_Task objective_: Copy each entry as written.

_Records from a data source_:

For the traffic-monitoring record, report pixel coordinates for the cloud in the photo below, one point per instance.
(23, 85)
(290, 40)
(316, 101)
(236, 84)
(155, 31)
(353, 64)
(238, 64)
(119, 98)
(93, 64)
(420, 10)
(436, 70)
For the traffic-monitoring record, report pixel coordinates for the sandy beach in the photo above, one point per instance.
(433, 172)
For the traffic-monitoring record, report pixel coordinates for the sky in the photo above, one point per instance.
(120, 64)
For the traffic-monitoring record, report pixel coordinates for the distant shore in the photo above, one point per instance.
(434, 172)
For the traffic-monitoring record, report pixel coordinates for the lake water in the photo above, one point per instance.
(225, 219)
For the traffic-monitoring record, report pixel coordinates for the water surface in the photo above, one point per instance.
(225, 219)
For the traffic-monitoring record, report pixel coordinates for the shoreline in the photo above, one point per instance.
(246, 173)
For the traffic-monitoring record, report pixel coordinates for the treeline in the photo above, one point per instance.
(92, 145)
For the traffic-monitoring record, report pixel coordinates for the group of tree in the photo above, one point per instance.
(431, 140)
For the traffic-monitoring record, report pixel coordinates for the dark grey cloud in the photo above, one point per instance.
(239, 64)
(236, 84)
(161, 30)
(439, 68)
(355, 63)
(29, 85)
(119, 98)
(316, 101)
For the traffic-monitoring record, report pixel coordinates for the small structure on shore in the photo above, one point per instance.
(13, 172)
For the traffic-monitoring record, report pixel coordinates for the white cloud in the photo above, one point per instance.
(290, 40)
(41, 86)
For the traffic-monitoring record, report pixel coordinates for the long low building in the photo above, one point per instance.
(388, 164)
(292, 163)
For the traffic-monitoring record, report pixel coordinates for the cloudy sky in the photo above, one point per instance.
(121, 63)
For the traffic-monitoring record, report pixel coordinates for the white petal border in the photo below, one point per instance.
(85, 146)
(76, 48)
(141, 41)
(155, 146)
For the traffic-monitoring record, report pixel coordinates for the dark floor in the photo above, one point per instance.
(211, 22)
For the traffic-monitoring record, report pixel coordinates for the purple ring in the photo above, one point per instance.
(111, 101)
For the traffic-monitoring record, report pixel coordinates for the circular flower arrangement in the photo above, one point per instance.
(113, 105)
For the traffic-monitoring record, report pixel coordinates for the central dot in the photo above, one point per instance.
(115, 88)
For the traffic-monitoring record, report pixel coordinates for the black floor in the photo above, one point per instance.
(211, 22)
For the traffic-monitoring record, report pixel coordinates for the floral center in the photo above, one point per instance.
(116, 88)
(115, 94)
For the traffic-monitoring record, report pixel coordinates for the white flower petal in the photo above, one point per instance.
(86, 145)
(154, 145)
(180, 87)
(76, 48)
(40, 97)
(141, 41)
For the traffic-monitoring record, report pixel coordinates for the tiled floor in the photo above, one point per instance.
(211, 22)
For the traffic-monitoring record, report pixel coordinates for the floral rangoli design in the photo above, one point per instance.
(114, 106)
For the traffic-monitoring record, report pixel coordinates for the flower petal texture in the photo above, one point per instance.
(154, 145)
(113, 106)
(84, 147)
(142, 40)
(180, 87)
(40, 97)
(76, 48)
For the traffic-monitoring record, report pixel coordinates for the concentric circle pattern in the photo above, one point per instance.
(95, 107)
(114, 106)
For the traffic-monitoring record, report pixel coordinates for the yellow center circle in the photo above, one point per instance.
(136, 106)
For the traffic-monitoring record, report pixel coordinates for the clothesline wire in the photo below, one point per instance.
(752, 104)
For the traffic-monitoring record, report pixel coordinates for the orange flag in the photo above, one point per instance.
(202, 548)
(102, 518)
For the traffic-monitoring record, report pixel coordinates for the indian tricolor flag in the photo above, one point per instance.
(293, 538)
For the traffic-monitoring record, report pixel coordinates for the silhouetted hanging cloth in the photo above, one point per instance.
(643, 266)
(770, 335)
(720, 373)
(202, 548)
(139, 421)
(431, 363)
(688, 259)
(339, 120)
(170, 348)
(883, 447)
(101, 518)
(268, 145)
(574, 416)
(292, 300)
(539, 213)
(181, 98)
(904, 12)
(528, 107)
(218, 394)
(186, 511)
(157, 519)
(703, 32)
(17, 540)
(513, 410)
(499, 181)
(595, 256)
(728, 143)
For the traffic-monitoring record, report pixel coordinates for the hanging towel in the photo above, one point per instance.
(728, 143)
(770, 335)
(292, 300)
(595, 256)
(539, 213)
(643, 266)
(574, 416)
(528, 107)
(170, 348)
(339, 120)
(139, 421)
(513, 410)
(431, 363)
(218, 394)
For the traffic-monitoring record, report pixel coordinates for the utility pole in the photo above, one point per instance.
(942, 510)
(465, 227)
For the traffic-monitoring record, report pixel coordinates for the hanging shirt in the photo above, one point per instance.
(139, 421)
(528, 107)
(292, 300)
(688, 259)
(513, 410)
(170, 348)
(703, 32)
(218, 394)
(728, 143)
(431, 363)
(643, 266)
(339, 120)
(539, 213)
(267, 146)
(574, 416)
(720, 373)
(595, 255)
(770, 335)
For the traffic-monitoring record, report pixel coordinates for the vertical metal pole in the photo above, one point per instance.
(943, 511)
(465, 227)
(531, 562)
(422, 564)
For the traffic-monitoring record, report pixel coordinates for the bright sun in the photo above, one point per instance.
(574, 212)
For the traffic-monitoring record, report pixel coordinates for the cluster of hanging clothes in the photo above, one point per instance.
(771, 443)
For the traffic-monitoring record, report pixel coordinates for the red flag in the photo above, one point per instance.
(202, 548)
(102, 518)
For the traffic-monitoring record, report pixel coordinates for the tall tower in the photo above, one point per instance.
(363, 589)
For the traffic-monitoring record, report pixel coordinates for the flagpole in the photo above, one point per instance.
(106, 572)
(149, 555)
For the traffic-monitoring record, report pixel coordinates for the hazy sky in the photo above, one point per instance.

_Solution to this problem_:
For the traffic-monitoring record, report pixel coordinates for the cloud in the photo below, one point per instance.
(23, 85)
(290, 40)
(316, 101)
(236, 84)
(155, 31)
(353, 64)
(238, 64)
(119, 98)
(93, 64)
(420, 10)
(436, 70)
For the traffic-monitoring record, report pixel coordinates for the sandy beach in the photo above, one point per instance.
(433, 172)
For the traffic-monitoring record, report pixel coordinates for the sky in the photo above, one point per instance.
(120, 64)
For the traffic-monitoring record, report pixel coordinates for the distant shore in the photo above, one point per instance.
(434, 172)
For the traffic-monitoring record, report pixel coordinates for the lake water in the photo above, one point per instance.
(225, 219)
For the traffic-monitoring record, report pixel coordinates for the water surface in the photo above, one point per instance.
(225, 219)
For the traffic-monitoring record, report pixel coordinates for the shoreline in the photo above, one point per instance.
(246, 173)
For the traffic-monitoring record, report pixel coordinates for the treeline in the photo above, one point per instance.
(92, 145)
For the traffic-monitoring record, report pixel coordinates for the group of tree in the photo above, one point per instance.
(431, 140)
For the traffic-monitoring record, report pixel coordinates for the dark grey cloud in the photo above, one point per instance.
(239, 64)
(236, 84)
(161, 30)
(439, 68)
(355, 63)
(29, 85)
(119, 98)
(316, 101)
For the traffic-monitoring record, report pixel coordinates for the small structure on shore in the photo above, one point per instance.
(13, 172)
For the traffic-monitoring record, report pixel coordinates for the white cloud in the photo above, one point per instance.
(290, 40)
(41, 86)
For the traffic-monitoring record, report pixel coordinates for the long low building in the photo above, one point per instance.
(388, 164)
(292, 163)
For the traffic-monitoring record, report pixel coordinates for the cloudy sky in the photo above, one point per instance.
(121, 63)
For the traffic-monitoring record, report pixel coordinates for the white petal border in the photo below, one point per instance.
(85, 146)
(76, 48)
(141, 41)
(155, 146)
For the traffic-monitoring record, report pixel coordinates for the dark floor in the photo above, one point per instance.
(211, 22)
For the traffic-monitoring record, report pixel coordinates for the purple ring in the photo above, one point per instance.
(111, 101)
For the traffic-monitoring record, report pixel coordinates for the circular flower arrangement in the photo above, one point per instance.
(113, 105)
For the traffic-monitoring record, report pixel coordinates for the central dot in the photo above, one point per instance.
(115, 88)
For the traffic-monitoring record, report pixel coordinates for the black floor in the photo above, one point per instance.
(211, 22)
For the traffic-monitoring record, report pixel coordinates for the floral center in the photo above, one point per instance.
(116, 88)
(115, 94)
For the traffic-monitoring record, report pixel coordinates for the white flower petal in the photo above, one point per instance.
(86, 145)
(154, 145)
(180, 87)
(76, 48)
(40, 97)
(141, 41)
For the traffic-monitoring record, report pixel coordinates for the tiled floor in the photo above, one point per instance.
(211, 22)
For the traffic-monitoring record, report pixel coordinates for the floral rangoli design in the photo above, one point per instance.
(114, 106)
For the traffic-monitoring record, report pixel coordinates for the flower petal texture in the photo above, one point per instance.
(154, 145)
(113, 106)
(84, 147)
(142, 40)
(180, 87)
(40, 97)
(76, 48)
For the traffic-monitoring record, report pixel coordinates for the concentric circle pattern in the photo above, one point per instance.
(95, 107)
(114, 106)
For the traffic-monitoring record, report pixel coordinates for the yellow center circle in the photo above, one point per instance.
(136, 106)
For the traffic-monitoring record, report pixel coordinates for the clothesline wire in the photo below, one point per instance.
(752, 104)
For the traffic-monitoring record, report pixel coordinates for the orange flag in the photo above, one point per instance.
(202, 548)
(102, 518)
For the traffic-monitoring record, report pixel coordinates for the indian tricolor flag in the photo above, one point per instance.
(293, 538)
For the traffic-monitoring record, report pixel coordinates for the silhouetted hanging cloth in the photo above, one point per instance.
(643, 266)
(770, 335)
(720, 373)
(202, 548)
(139, 421)
(431, 363)
(688, 259)
(339, 120)
(170, 348)
(883, 447)
(101, 518)
(268, 145)
(574, 416)
(292, 300)
(539, 213)
(181, 98)
(904, 12)
(528, 107)
(218, 394)
(186, 511)
(157, 519)
(703, 32)
(17, 540)
(513, 410)
(499, 181)
(595, 256)
(728, 143)
For the traffic-monitoring record, report pixel coordinates for the hanging towel in the photo above, one point per instance.
(728, 143)
(770, 335)
(292, 300)
(595, 256)
(539, 213)
(643, 266)
(574, 416)
(528, 107)
(170, 348)
(339, 120)
(139, 421)
(513, 410)
(431, 363)
(218, 394)
For the traffic-monitoring record, report pixel coordinates for the utility pole in the photo above, one point per instance.
(942, 510)
(465, 227)
For the traffic-monitoring record, report pixel coordinates for the hanging shirt in the photo above, one point per instance.
(139, 421)
(528, 107)
(292, 300)
(688, 259)
(513, 410)
(170, 348)
(703, 32)
(218, 394)
(728, 143)
(431, 363)
(643, 266)
(339, 120)
(539, 213)
(267, 146)
(574, 416)
(720, 373)
(595, 255)
(770, 335)
For the traffic-monitoring record, report pixel coordinates for the vertical metal pole in the photo above, one point per instance.
(943, 511)
(465, 227)
(531, 562)
(422, 564)
For the traffic-monitoring record, report pixel coordinates for the bright sun in the photo above, one point per instance.
(574, 212)
For the traffic-monitoring record, report pixel coordinates for the cluster of hanging clothes in the photo above, one point per instance.
(771, 443)
For the traffic-monitoring record, report pixel coordinates for the red flag in the photo above, one point per instance.
(202, 548)
(102, 518)
For the traffic-monitoring record, report pixel coordinates for the tall tower in the photo above, one point per instance.
(363, 589)
For the traffic-monitoring record, report pixel coordinates for the flagpole in the photo above, one point per instance.
(106, 572)
(149, 555)
For the traffic-monitoring record, report pixel coordinates for the hazy sky in the photo above, one point per instance.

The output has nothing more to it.